**** Page excerpt

Health careers magnet school in San Antonio

Northside Health Careers High School (HCHS) is a magnet school in San Antonio's Northside Independent School District for students who are interested in pursuing a career in the health professions. HCHS attracts students from school districts all across Bexar County and some from as far as Hondo, Texas. For the 2024-2025 school year, the school received an overall rating of "A" from the Texas Education Agency.

==History==

HCHS opened in 1984 as one of the first magnet schools in south Texas under principal John Boyers, who remained principal until 2002. The land on which the school sits was donated to Northside Independent School District by the San Antonio Medical Foundation. HCHS is in the heart of San Antonio's Southwest Medical Center.

********

◆ **Directions**:
(1) List each year and school year mentioned in the school excerpt.
(2) Write out the part of the school excerpt that begins at the words "HCHS opened in" and ends after "Southwest Medical Center.".
The saved entries have nothing to do with this.

**** Information given

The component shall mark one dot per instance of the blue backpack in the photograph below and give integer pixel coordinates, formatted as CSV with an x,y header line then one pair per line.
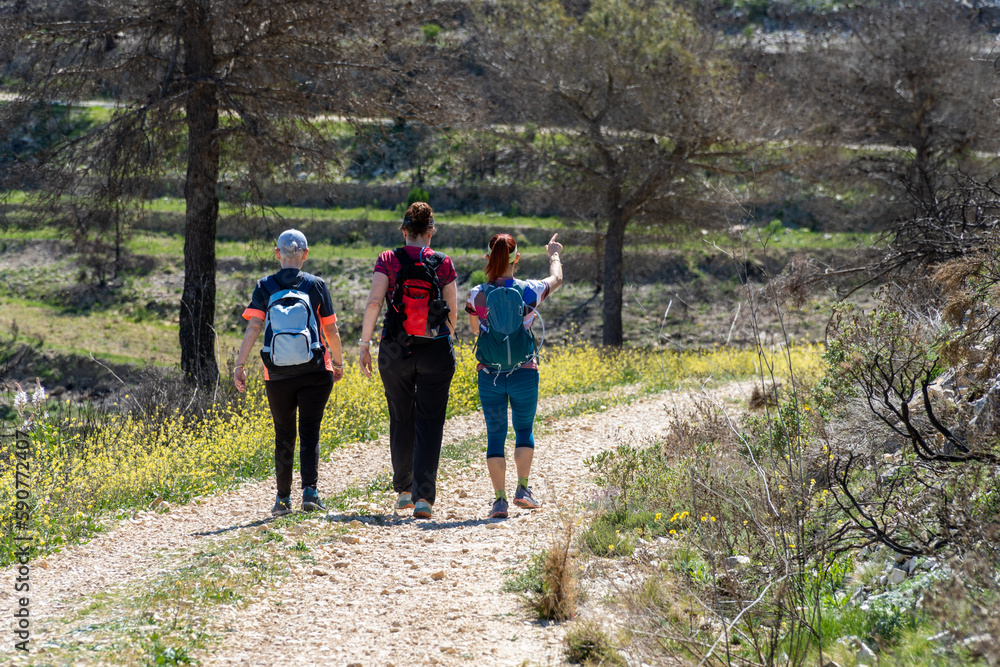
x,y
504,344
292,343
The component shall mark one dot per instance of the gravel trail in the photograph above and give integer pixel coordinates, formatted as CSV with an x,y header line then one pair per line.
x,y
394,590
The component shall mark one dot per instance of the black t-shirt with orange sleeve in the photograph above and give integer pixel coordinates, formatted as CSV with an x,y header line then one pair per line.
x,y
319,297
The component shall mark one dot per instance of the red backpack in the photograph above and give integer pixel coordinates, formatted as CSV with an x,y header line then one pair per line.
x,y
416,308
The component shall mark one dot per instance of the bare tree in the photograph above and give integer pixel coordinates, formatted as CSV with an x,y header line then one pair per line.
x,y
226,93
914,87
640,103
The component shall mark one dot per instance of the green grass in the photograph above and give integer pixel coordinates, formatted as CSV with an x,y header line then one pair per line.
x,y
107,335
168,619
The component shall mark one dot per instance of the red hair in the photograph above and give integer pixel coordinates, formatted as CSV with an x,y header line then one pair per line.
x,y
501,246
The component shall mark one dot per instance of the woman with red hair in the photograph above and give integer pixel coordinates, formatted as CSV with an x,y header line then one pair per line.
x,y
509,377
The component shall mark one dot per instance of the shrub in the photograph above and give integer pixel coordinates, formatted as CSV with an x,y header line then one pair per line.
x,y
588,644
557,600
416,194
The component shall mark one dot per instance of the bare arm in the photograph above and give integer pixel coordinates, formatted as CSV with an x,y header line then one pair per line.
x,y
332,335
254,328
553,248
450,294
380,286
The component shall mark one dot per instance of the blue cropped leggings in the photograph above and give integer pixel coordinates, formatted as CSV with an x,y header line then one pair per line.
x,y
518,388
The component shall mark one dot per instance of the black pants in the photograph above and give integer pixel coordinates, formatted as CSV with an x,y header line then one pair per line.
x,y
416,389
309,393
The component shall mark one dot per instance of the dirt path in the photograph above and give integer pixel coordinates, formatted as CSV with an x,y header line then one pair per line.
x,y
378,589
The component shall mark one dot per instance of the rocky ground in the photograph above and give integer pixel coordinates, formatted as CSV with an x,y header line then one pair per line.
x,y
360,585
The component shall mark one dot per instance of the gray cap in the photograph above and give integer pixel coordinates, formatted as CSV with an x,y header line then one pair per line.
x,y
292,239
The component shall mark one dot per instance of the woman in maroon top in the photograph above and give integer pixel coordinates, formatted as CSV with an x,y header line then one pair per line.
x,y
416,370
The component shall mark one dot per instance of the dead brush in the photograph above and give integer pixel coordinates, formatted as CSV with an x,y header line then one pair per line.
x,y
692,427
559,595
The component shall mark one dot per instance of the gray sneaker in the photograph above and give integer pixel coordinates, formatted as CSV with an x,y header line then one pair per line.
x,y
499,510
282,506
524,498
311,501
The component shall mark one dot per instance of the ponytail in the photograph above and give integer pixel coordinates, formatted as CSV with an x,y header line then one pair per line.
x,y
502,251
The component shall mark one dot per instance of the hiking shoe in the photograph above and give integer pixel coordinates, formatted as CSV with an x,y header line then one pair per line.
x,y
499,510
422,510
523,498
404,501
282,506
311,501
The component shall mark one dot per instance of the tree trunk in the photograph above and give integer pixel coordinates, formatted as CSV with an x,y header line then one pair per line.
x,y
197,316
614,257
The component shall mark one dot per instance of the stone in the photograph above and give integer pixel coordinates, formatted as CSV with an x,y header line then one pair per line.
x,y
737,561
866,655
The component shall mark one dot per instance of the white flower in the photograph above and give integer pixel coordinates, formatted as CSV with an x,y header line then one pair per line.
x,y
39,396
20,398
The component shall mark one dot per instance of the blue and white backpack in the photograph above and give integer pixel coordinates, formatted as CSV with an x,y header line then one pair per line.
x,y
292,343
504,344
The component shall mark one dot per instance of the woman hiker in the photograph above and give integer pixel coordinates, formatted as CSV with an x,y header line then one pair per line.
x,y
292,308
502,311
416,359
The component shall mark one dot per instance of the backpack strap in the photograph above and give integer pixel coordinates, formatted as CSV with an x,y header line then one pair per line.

********

◆ **Expected outputs**:
(1) 2024-2025, 1984, 2002

(2)
HCHS opened in 1984 as one of the first magnet schools in south Texas under principal John Boyers, who remained principal until 2002. The land on which the school sits was donated to Northside Independent School District by the San Antonio Medical Foundation. HCHS is in the heart of San Antonio's Southwest Medical Center.